**PROBLEM**
Each entry has to be copied exactly, with nothing missed.

··· WORKING DATA

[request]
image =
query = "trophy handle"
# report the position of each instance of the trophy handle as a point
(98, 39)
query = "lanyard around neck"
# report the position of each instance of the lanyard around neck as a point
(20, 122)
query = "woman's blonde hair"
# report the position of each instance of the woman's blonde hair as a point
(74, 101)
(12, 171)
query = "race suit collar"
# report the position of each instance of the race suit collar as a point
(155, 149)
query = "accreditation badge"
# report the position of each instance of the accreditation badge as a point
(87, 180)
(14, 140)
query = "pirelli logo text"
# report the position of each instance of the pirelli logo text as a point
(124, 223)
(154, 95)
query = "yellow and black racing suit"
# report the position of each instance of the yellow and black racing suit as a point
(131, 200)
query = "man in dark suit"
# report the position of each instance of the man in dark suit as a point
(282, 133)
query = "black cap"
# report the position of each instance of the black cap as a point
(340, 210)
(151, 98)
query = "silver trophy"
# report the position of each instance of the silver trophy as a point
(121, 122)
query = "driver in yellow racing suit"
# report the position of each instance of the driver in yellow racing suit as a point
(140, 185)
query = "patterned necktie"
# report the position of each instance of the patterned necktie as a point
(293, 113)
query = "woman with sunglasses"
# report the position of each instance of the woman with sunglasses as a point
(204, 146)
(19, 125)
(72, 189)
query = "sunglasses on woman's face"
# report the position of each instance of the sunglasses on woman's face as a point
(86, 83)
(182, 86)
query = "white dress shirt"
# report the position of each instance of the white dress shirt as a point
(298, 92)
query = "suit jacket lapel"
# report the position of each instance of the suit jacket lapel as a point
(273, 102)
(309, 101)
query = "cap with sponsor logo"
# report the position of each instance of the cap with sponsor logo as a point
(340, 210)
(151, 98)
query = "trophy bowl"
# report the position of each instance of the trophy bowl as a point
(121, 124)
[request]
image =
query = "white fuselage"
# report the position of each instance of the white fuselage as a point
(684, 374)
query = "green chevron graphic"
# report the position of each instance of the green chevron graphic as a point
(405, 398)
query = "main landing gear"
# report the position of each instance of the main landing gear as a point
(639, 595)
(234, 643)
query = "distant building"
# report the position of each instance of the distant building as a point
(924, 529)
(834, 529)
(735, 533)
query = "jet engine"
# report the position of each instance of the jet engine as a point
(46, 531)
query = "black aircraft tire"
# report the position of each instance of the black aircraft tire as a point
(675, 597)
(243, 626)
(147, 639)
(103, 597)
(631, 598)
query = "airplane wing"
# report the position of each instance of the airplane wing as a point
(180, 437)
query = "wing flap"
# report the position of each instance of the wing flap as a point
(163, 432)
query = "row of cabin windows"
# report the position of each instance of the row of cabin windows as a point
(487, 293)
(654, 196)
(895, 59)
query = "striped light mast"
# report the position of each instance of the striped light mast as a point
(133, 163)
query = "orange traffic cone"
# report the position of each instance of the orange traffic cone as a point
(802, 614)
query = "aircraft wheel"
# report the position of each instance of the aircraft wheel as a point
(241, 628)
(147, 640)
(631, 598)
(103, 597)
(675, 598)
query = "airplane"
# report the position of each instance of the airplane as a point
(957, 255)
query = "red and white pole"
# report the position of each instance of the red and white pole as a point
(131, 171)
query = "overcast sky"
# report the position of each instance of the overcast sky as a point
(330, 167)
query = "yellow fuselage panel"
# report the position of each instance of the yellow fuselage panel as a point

······

**EXPECTED ANSWER**
[request]
image =
query = "trophy handle"
# report the position of each instance of the trophy handle as a point
(98, 39)
query = "lanyard around neck"
# report the position of each instance of the lanyard around neck as a point
(20, 122)
query = "woman's blonde hair"
# report the position of each instance of the woman's blonde hair as a point
(74, 101)
(12, 171)
query = "race suit collar"
# report the position of each instance of the race suit collar as a point
(155, 149)
query = "accreditation badge"
# report the position of each instance of the accreditation badge as a point
(87, 180)
(14, 140)
query = "pirelli logo text"
# report the position of each instance of the pirelli logo text as a point
(124, 223)
(154, 95)
query = "yellow and black racing suit"
# report the position of each instance of the yellow and black racing suit as a point
(131, 200)
query = "man in dark suit"
# report the position of each instance of the man in dark suit as a point
(282, 133)
query = "black cap"
# report the position of each instance of the black cap as a point
(340, 210)
(151, 98)
query = "silver trophy"
# report the position of each instance of the silver trophy as a point
(121, 122)
query = "driver in yellow racing suit"
# report the position of each instance of the driver in yellow racing suit as a point
(140, 185)
query = "patterned necktie"
# report the position of each instance of the patterned necktie as a point
(293, 113)
query = "woman with sunglasses"
# report the position of each instance of the woman with sunglasses as a point
(204, 146)
(19, 125)
(72, 189)
query = "sunglasses on woman's face"
# report the position of each instance of the sunglasses on woman's face as a point
(86, 83)
(182, 86)
query = "white dress shirt"
# report the position of each instance of the white dress shirt as a point
(298, 92)
query = "suit jacket lapel"
# report the position of each instance of the suit jacket lapel as a point
(273, 102)
(309, 101)
query = "cap with sponsor logo"
# report the position of each instance of the cap with sponsor logo as a point
(340, 210)
(151, 98)
query = "trophy bowl"
# report the position of each instance of the trophy bowl as a point
(121, 124)
[request]
image =
query = "white fuselage"
# report the position of each instance of the white fuselage as a point
(684, 374)
query = "green chevron graphic"
# report the position of each instance of the green chevron graphic as a point
(405, 398)
query = "main landing gear"
# report the position of each instance of the main landing gear as a point
(639, 595)
(234, 643)
query = "distant building"
# report the position of each instance of the distant building as a point
(924, 529)
(834, 529)
(735, 533)
query = "jet engine"
# report the position of each instance of the jet engine as a point
(46, 531)
query = "black aircraft tire"
# report the position of each instance of the black aircraft tire as a point
(675, 597)
(243, 626)
(147, 639)
(103, 597)
(631, 598)
query = "airplane wing"
# report the position of each instance of the airplane wing as a point
(180, 437)
query = "wing flap"
# report the position of each instance of the wing flap as a point
(163, 432)
query = "row of cabin windows"
# report the position of each instance of the row of cabin windows as a point
(487, 293)
(654, 196)
(895, 59)
query = "striped light mast"
# report the position of each instance of the striped light mast as a point
(133, 163)
query = "orange traffic cone"
# report the position of each instance of the orange traffic cone as a point
(802, 614)
query = "aircraft wheel"
# report the position of each instance of the aircraft wheel as a point
(241, 628)
(147, 640)
(631, 598)
(103, 597)
(675, 598)
query = "airplane"
# report the position of each instance of the airplane as a point
(957, 255)
query = "red and white pole"
# report the position of each instance of the red and white pole as a point
(131, 171)
query = "overcast sky"
# report the position of each instance of the overcast sky as a point
(330, 167)
query = "yellow fuselage panel"
# report the position of each instance of the yellow fuselage panel as a point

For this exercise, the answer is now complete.